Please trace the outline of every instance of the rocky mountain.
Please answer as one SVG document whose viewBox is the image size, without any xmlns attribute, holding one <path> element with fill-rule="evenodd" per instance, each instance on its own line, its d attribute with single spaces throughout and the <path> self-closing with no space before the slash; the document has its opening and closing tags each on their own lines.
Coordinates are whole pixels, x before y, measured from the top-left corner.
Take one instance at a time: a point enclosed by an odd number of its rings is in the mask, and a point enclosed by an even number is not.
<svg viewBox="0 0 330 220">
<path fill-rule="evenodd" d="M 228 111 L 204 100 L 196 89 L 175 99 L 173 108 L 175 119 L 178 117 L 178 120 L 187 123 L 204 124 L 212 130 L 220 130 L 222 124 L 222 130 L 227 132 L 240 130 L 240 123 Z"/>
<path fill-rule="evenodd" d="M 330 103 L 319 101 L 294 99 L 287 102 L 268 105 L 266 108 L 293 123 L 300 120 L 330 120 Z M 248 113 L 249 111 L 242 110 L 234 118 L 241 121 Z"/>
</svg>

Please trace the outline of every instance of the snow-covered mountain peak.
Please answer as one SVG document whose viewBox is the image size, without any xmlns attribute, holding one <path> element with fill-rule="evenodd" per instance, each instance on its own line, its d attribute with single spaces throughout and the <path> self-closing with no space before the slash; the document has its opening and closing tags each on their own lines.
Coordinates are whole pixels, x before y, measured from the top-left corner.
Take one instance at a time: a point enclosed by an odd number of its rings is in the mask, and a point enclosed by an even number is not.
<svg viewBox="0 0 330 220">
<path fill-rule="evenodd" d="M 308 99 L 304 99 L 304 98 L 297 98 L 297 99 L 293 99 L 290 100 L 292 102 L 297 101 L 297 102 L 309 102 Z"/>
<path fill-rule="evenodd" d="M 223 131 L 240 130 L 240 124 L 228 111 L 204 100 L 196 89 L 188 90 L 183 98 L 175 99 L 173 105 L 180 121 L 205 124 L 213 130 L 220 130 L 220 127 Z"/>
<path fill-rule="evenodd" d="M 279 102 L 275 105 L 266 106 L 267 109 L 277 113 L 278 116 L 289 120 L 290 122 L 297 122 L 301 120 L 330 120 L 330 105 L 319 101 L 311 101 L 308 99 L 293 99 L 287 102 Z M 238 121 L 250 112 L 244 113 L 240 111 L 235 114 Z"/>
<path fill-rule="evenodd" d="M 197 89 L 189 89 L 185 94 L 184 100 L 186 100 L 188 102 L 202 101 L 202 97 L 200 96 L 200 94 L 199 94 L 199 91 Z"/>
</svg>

^^^^

TASK TO COMPLETE: Copy down every line of the data above, character for character, with no changes.

SOLUTION BELOW:
Please trace the outline of every instance of the rocky mountain.
Please answer as one SVG document whose viewBox is the image size, without any xmlns attribute, holding one <path> element with fill-rule="evenodd" per instance, each instance on its own line, its d attribute with single spaces throughout and the <path> self-closing with no space before the slash; the document has its opening and closing tags each on their own lines.
Coordinates are whole pixels, x before y, measured from the top-left corner.
Take one instance at a time: a point enclosed by an odd number of its rings is in the mask, and a point enclosed by an even number is not.
<svg viewBox="0 0 330 220">
<path fill-rule="evenodd" d="M 228 111 L 204 100 L 196 89 L 175 99 L 173 108 L 175 119 L 178 117 L 178 120 L 187 123 L 204 124 L 212 130 L 220 130 L 222 124 L 222 130 L 227 132 L 240 130 L 240 123 Z"/>
<path fill-rule="evenodd" d="M 330 103 L 319 101 L 294 99 L 287 102 L 268 105 L 266 108 L 293 123 L 300 120 L 330 120 Z M 248 113 L 249 111 L 242 110 L 234 118 L 241 121 Z"/>
</svg>

Please trace the outline of every instance of the snow-covered mountain peak.
Please answer as one SVG document whose viewBox is the image size, without any xmlns attribute, holding one <path> element with fill-rule="evenodd" per instance, each instance on its own line, its d attribute with single spaces throughout and the <path> self-closing with no space before the slash; the document has its opening and closing tags each on their own lines.
Coordinates are whole pixels, x before y, measured from the top-left corner.
Take one instance at a time: a point enclosed by an odd number of its rings is in the mask, and a point enclosed by an even number is not.
<svg viewBox="0 0 330 220">
<path fill-rule="evenodd" d="M 308 99 L 304 99 L 304 98 L 297 98 L 297 99 L 293 99 L 290 100 L 292 102 L 297 101 L 297 102 L 309 102 Z"/>
<path fill-rule="evenodd" d="M 223 131 L 240 130 L 240 124 L 228 111 L 204 100 L 196 89 L 188 90 L 183 98 L 175 99 L 173 105 L 180 121 L 205 124 L 213 130 L 220 130 L 220 127 Z"/>
<path fill-rule="evenodd" d="M 279 102 L 275 105 L 266 106 L 267 109 L 277 113 L 278 116 L 289 120 L 290 122 L 297 122 L 301 120 L 330 120 L 330 105 L 319 101 L 311 101 L 308 99 L 293 99 L 287 102 Z M 238 121 L 250 112 L 244 113 L 240 111 L 235 114 Z"/>
<path fill-rule="evenodd" d="M 197 89 L 189 89 L 185 94 L 184 100 L 186 100 L 188 102 L 202 101 L 202 97 L 200 96 L 200 94 L 199 94 L 199 91 Z"/>
</svg>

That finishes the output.